(Source document)
┌──
8. Directory of Distributed Databases
9. Committing data simultaneously to more than one database - 2-Phase Commit
10. Transparent Replication
11. Consistent Distributed Security
12. Management / Ability to manage the environment
13. Manageable Cost Effective Environment
14. Problems with Internet access to databases (Java Bindings)
15. Problems with Transaction Manager interrelationships
16. Database transaction via ORBs
In order to help us analyze these issues and understand what interface areas need to be managed we developed a graphic that shows the various interface points and the services that are involved.
Figure 1
A larger version of the graphic is shown in the Section V. Recommendations / Requirements along with a description. The graphic does NOT show flow or connections but rather relationships between applications, Client, Server and various services in order to make it easier for us to position our discussion of each issue.
We determined that the relationships fell into two categories: Infrastructure / Connectivity and Service Components. Infrastructure / Connectivity items include SQL API, Database Protocol and Network Protocol. The Services include such things as Directory, Security, Transaction Management, Replication and Management.
As a result, we determined that the requirements for Open Database Access and Interoperability are:
1. Work on the consolidation and branding of the merged ODBC and XCLI should continue.
2. A standardized database protocol for multi-vendor interoperability should be specified.
3. Service specifications and interfaces that improve interoperability and facilitate vendor independence are required.
4. We should have an X/Open DBMS brand that is based on testing.
5. We need a standardized method of defining data replication requirements across heterogeneous servers.
6. The Security and System Management groups need to handle the security and system management issues identified above.
Please read Section V. Recommendations / Requirements to understand these requirements and sub-points included in them. Any focus on a subset of the problem only (e.g. SQL syntax or database access protocol) doesn't eliminate the need for multi-vendor solutions, will not address other semantic differences and will not solve the open database access and interoperability problem. However, unless we solve the Infrastructure / Connectivity issues the Service Components issues can't be solved. They should be solved in parallel and soon.
It should go without saying that whatever is done needs to work with existing standards like X.500, XA, DCE, etc.
From the users view point, these
problems need to be fixed and fixed soon; until they are, we can
not achieve open systems - vendor independence - in the database
arena.
└──
(Written task 1)
Transcribe the part of the database interoperability text between "2. A standardized" and "independence are required.", inclusive.
(Written task 2)
Which services does the database interoperability text name as Service Components?

(Stored items)
┌──
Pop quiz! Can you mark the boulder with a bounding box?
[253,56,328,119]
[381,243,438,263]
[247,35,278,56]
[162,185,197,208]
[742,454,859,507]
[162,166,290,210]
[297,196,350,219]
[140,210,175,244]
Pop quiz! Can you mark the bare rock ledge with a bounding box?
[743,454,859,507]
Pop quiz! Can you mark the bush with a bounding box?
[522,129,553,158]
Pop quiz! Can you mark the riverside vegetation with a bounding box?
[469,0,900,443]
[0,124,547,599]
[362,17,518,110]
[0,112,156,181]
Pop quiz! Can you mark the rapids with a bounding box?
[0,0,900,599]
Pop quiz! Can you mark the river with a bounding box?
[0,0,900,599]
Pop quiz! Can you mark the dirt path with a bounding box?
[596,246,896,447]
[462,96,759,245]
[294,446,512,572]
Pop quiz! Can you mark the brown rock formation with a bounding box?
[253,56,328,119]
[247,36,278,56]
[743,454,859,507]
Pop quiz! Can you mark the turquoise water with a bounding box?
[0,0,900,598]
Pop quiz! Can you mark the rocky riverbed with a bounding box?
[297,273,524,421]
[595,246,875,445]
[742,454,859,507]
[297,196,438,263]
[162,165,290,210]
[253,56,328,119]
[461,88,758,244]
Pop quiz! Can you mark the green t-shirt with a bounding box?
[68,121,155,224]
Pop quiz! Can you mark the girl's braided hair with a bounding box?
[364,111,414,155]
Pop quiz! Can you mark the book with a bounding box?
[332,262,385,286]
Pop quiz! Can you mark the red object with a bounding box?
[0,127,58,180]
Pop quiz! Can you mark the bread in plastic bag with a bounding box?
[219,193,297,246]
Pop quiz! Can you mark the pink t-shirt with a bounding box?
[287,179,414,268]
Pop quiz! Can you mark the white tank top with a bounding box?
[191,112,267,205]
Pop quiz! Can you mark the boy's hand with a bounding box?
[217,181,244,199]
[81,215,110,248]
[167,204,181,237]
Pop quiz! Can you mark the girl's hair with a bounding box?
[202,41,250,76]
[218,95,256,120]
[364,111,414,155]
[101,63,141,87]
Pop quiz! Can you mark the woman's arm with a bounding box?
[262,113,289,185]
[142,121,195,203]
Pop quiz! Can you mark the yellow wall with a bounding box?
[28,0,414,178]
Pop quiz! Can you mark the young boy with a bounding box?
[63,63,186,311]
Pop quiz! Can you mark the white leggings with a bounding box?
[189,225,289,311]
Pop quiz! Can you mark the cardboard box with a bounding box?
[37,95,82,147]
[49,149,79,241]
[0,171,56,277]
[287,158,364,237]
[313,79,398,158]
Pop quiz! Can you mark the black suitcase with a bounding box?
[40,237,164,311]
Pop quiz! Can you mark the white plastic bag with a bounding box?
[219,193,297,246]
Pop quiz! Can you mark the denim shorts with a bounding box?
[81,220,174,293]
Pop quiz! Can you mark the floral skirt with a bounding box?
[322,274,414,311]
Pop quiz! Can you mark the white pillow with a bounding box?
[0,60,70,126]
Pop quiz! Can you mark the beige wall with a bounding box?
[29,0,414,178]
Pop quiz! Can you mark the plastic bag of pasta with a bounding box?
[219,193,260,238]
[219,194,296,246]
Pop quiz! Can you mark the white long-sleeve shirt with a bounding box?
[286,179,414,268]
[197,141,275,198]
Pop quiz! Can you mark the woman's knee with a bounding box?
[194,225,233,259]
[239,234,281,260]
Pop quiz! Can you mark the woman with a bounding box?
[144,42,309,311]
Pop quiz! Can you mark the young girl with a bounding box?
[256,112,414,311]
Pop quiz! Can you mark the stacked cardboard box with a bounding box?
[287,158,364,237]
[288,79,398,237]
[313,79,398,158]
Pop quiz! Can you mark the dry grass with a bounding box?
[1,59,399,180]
└──
(Expected answer 1)
2. A standardized database protocol for multi-vendor interoperability should be specified.
3. Service specifications and interfaces that improve interoperability and facilitate vendor independence are required.

(Expected answer 2)
Directory, Security, Transaction Management, Replication, Management